Saved entries
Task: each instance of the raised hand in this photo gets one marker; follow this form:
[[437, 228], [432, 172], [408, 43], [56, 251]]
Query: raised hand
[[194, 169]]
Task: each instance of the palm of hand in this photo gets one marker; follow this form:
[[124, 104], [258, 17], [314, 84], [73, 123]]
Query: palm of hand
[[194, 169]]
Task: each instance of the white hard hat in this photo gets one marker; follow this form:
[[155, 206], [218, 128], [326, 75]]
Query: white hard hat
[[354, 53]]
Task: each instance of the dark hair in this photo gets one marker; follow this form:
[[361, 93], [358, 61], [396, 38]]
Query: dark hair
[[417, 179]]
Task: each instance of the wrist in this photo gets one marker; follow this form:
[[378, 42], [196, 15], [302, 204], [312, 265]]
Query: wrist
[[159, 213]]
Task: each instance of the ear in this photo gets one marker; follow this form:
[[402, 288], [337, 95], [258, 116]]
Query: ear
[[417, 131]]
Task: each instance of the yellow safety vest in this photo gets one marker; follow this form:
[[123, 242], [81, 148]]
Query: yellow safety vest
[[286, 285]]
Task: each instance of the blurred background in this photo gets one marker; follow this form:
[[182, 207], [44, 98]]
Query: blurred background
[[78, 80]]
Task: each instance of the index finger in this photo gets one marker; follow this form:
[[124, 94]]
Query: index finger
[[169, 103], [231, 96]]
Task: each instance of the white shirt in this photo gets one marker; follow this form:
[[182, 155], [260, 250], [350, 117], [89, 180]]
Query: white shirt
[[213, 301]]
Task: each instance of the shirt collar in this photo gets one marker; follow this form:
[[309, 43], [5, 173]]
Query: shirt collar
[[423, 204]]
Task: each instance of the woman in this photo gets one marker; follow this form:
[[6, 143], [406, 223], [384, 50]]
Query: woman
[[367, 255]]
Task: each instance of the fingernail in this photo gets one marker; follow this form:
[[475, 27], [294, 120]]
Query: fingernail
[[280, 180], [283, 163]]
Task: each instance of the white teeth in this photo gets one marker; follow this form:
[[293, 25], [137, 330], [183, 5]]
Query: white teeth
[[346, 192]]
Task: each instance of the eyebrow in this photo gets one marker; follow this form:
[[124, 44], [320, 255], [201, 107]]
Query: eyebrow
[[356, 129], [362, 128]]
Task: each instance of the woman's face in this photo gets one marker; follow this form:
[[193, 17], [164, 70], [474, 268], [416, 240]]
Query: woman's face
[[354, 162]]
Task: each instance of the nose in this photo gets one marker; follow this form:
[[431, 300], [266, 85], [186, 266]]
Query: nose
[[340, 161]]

■ What the exercise asks:
From the data above, output every line exactly.

■ Solution to the exercise:
Task: each instance of the raised hand in this photo gets one marker; follow this form:
[[437, 228], [432, 172], [408, 43], [56, 251]]
Query: raised hand
[[194, 169]]
Task: each instance of the palm of hand in this photo gets one marker; follow this form:
[[124, 104], [258, 17], [314, 84], [73, 123]]
Query: palm of hand
[[194, 169]]
Task: each instance of the white hard hat in this photo gets one marker; follow this form:
[[155, 206], [218, 128], [326, 75]]
Query: white hard hat
[[354, 53]]
Task: each instance of the dark hair in this photo gets one marker; follow this form:
[[361, 93], [358, 61], [396, 38]]
Query: dark hair
[[417, 179]]
Task: each instance of the wrist in this photo gets one marker; follow this form:
[[378, 42], [196, 15], [302, 204], [312, 265]]
Query: wrist
[[159, 213]]
Task: each instance of the ear in this photo gets one marker; follow this form:
[[402, 288], [337, 95], [258, 116]]
Query: ear
[[417, 131]]
Task: each instance of the yellow safety vest in this photo gets one marker; follow this form:
[[123, 242], [81, 148]]
Query: yellow safety vest
[[286, 285]]
Task: each instance of the blurred background in this photo gets one marker; follow this form:
[[182, 207], [44, 98]]
Query: blurred background
[[78, 80]]
Task: each instance of the index finger in this photo gets one marker; follow this form:
[[124, 94]]
Query: index finger
[[169, 103], [231, 96]]
Task: each instance of the white shirt in this photo gets one marker; follow this form:
[[182, 155], [260, 250], [350, 117], [89, 180]]
Query: white shirt
[[213, 301]]
Task: each instance of the shirt collar in this photo gets one marker; follow this form:
[[309, 43], [5, 173]]
Query: shirt collar
[[423, 204]]
Task: each instance of the woman in this photo gets one marker; follow this form:
[[6, 143], [406, 223], [384, 50]]
Query: woman
[[367, 255]]
Task: each instance of the fingernail in this photo gets one marker; follow this form:
[[475, 27], [294, 120]]
Query: fingernail
[[280, 180], [283, 163]]
Task: each instance of the white teeth in this photo gets one marker; follow this form:
[[293, 25], [137, 330], [183, 5]]
Query: white teeth
[[346, 192]]
Task: each instance of the eyebrow in this photo gets one marker; follow this form:
[[124, 44], [320, 255], [201, 107]]
Query: eyebrow
[[356, 129], [362, 128]]
Task: each instance of the woman's face in this photo gets one marker; follow this form:
[[193, 17], [164, 70], [474, 268], [416, 240]]
Query: woman's face
[[354, 162]]
Task: each instance of the nose in this photo gets one marker; follow this form:
[[431, 300], [266, 85], [186, 266]]
Query: nose
[[340, 161]]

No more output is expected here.